SHORT EXERCISE: Copy each of the items below line for line, changing nothing.

Coordinate labeling data:
__________________________________________________
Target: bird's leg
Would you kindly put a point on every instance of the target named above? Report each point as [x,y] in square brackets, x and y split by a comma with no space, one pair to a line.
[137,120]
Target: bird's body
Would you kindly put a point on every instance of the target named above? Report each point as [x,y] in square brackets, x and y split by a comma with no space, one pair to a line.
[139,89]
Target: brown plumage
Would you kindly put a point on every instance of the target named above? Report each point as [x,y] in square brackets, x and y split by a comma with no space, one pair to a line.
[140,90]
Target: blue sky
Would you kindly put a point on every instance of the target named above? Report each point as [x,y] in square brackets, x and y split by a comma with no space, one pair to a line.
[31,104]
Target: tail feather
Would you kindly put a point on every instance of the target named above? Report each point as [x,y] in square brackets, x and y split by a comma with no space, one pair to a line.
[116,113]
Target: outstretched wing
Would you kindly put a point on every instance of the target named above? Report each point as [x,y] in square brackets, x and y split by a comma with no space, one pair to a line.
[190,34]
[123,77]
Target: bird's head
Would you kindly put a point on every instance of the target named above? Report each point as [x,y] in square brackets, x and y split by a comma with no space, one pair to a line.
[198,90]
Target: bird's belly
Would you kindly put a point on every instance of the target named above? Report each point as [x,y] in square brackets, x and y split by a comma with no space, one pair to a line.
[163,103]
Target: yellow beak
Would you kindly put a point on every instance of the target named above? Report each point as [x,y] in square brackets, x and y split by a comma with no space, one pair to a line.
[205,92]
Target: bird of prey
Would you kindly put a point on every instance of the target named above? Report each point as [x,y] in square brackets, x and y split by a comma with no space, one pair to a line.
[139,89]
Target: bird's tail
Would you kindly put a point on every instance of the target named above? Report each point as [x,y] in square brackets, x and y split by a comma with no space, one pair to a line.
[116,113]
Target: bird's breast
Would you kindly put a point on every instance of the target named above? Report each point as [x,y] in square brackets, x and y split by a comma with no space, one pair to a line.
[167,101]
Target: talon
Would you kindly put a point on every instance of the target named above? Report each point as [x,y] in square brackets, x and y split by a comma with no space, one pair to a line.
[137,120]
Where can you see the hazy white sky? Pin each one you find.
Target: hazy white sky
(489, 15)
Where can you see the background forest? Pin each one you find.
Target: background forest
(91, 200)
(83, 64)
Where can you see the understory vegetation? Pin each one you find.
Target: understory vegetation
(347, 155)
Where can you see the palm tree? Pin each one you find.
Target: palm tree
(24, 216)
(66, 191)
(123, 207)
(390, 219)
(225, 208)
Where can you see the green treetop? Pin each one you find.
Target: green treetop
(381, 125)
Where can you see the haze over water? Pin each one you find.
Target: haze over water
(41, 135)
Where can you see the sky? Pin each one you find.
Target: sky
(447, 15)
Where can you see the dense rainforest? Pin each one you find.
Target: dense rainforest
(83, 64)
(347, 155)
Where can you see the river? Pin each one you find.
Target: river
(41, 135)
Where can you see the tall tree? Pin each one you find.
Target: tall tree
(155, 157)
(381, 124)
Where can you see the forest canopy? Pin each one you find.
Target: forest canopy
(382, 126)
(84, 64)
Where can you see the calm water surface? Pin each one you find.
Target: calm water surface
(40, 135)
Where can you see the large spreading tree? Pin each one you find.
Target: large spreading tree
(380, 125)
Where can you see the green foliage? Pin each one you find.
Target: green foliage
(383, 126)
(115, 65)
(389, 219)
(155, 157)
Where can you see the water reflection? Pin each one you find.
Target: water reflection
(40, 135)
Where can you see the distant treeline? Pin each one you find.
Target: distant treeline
__________________________________________________
SOLUTION FOR THIS PROBLEM:
Target: bird's leg
Would you kindly put a point on every instance of the target named above? Report each point as [x,y] in square brackets, x and y split by a comma with no space, one pair to a line.
[137,120]
Target: bird's body
Would you kindly put a point on every instance of the target named above? Report each point as [x,y] in square brackets, x and y split by a comma with no space, one pair to a line.
[139,89]
Target: brown plumage
Would you kindly put a point on every instance of the target named above? Report each point as [x,y] in square brackets, x and y split by a comma with no space, one pair to a line.
[140,90]
Target: blue sky
Would you kindly put a point on every instance of the target named above? Report each point as [x,y] in square brackets, x and y split by a comma with no space, one pair to a line.
[31,104]
Target: tail feather
Would you kindly put a point on every instance of the target named above? Report each point as [x,y] in square brackets, x and y split by a comma with no space, one pair to a line.
[116,113]
Target: outstretched wing
Would you kindly put a point on every instance of the target named above? Report each point as [x,y] in square brackets, x and y split by a comma with no space, one pair to a line.
[190,34]
[123,77]
Target: bird's head
Would you kindly put a point on every instance of the target named above? Report each point as [x,y] in square brackets, x and y split by a comma with no space, one pair to a line.
[198,90]
Target: bird's belly
Would you kindly put a point on every instance of the target named above? Report each point as [x,y] in square brackets, x and y split by a comma with no space, one pair to a line.
[163,103]
Target: yellow beak
Would you kindly put a point on every instance of the target named above? Report each point as [x,y] in square brackets, x and y split by a comma with no space, one pair to a line.
[205,92]
Target: bird of prey
Would you kindly put a point on every instance of the target named above? Report each point as [x,y] in square brackets, x and y split by a comma with no space, one pair to a line.
[139,89]
Target: bird's tail
Would you kindly put a point on every instance of the target named above? Report each point as [x,y] in square brackets, x and y split by a comma with no space, one pair to a line.
[116,113]
Target: bird's breast
Would you kindly put a point on every instance of the target named above? Report each point as [x,y] in square brackets, x and y split by a comma with no space, one pair to a line.
[167,101]
Target: talon
Would you kindly put a point on every instance of the target named above? Report each point as [x,y] in square brackets, x and y split by a comma with no space, one pair to a line.
[137,120]
Where can you see the hazy white sky? Pin each one you find.
Target: hazy white sky
(489, 15)
Where can you see the background forest? Pin each one you find.
Target: background forest
(91, 200)
(83, 64)
Where can you see the understory vegetation? Pin each one you find.
Target: understory vegetation
(347, 155)
Where can you see the palm tree? Pin each one you find.
Target: palm tree
(24, 216)
(66, 191)
(123, 207)
(390, 219)
(225, 208)
Where can you see the green treetop? Pin each one you find.
Target: green treetop
(381, 125)
Where can you see the haze over water? Pin each one you find.
Target: haze over water
(41, 135)
Where can you see the sky? Pin each one you find.
Target: sky
(447, 15)
Where can you see the dense rainforest? Pin each one you find.
Target: dense rainforest
(83, 64)
(347, 155)
Where can you see the river? Pin each one you find.
Target: river
(41, 135)
Where can you see the tall tree? Pin each one you find.
Target: tall tree
(155, 157)
(381, 124)
Where can you see the forest canopy? Pin each one you find.
Target: forest canopy
(382, 126)
(84, 64)
Where can you see the calm water surface? Pin each one you find.
Target: calm water surface
(40, 135)
Where can you see the large spreading tree? Pin each one you find.
Target: large spreading tree
(380, 125)
Where can you see the green foliage? Pin each one you find.
Target: green foliage
(383, 126)
(115, 65)
(389, 219)
(155, 157)
Where can you see the water reflection? Pin each one you find.
Target: water reflection
(40, 135)
Where can you see the distant treeline? Pin each one you find.
Target: distant treeline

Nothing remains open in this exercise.